#### [WORK TASK]
For this task, copy all of the data below exactly and skip the pictures.

#### [PROVIDED DATA]
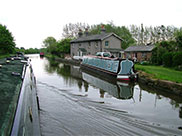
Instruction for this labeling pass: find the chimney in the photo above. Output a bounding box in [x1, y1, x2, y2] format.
[101, 25, 106, 34]
[78, 29, 83, 37]
[84, 28, 89, 36]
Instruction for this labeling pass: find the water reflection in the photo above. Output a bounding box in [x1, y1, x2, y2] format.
[43, 57, 182, 124]
[82, 71, 134, 100]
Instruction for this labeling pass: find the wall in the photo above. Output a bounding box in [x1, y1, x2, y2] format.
[102, 35, 122, 57]
[71, 41, 101, 57]
[102, 35, 122, 50]
[124, 52, 152, 62]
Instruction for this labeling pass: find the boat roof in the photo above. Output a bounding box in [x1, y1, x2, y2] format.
[0, 56, 26, 135]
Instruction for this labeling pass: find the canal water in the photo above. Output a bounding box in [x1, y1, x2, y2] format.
[28, 54, 182, 136]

#### [SOLUTION TO THIS TASK]
Instruction for this labeling pass: find the chimney in the photo above. Output a bounding box in [x1, y1, x2, y2] format.
[101, 25, 106, 34]
[78, 29, 83, 37]
[84, 28, 89, 36]
Instruction for this labeling pass: find the water reflection in the photo above. Output a bounding box in [x1, y1, x2, y2] format.
[43, 57, 182, 124]
[82, 71, 134, 100]
Instruction for this labeling pass: find the wall in the photo above. Output a bounding box in [x1, y1, x2, y2] format.
[102, 35, 122, 57]
[71, 41, 101, 57]
[102, 35, 122, 50]
[124, 52, 152, 62]
Instruction for this labeling pass: find the boat roof in the photo above. Output a bounding box in [x1, y1, x2, y2] format.
[0, 56, 26, 135]
Instruction for this labeling pass: find the canal water in the photo above. Output a bounding box in [x1, y1, x2, y2] format.
[28, 54, 182, 136]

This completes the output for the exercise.